◆ **Text passage**
Standard Standards


"Listen, you'll be fine."

The night's clouds gathered above me, though for now at least, they lay unmoved, unstirred by the events below. My friend was driving the car, while his housemate was in front, half-heartedly engaged in a half-hearted effort to discuss the directions of Jeonju. We were on our way to my friend's friend's house, who decided to christen their house, and meet me for the first time. My friend had been talking about me for a fair amount, in glowingly positively terms, and it stoked their curiosity. So they wanted to meet me.

My attention is not on them, however. I was told of the release of my sister's high school exam results. It is a highly-anticipated and long-awaited highlight, even if the time gap between the actual exam and the release of the results is not that big. I've done a Korean proficiency test before, it took almost three months to release. OK, perhaps it's not that long, but still.

Still.

My father had informed me some time ago that the Little One (my youngest sister) had received her results. He mentioned it almost in passing; that's one of the things that upsets me a little, being out of the loop. You'd expect to be kept pretty much in the loop even when you're away, but even then, there are still many, important things that crept through the cracks. Things like exam results.

◆ **Goal**
Condense the paragraph of the essay that begins "My father had informed me" into a short bulleted list that keeps its main facts.

◆ **Location labeling listing**
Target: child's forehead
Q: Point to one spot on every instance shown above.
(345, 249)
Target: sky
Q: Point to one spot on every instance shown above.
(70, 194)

◆ **Output for this task**
- Some time ago, the narrator's father reported that the Little One, the youngest sister, had received her results.
- He mentioned it almost in passing.
- Being out of the loop upsets the narrator a little.
- One would expect to stay informed while away, yet many important things still slip through the cracks, such as exam results.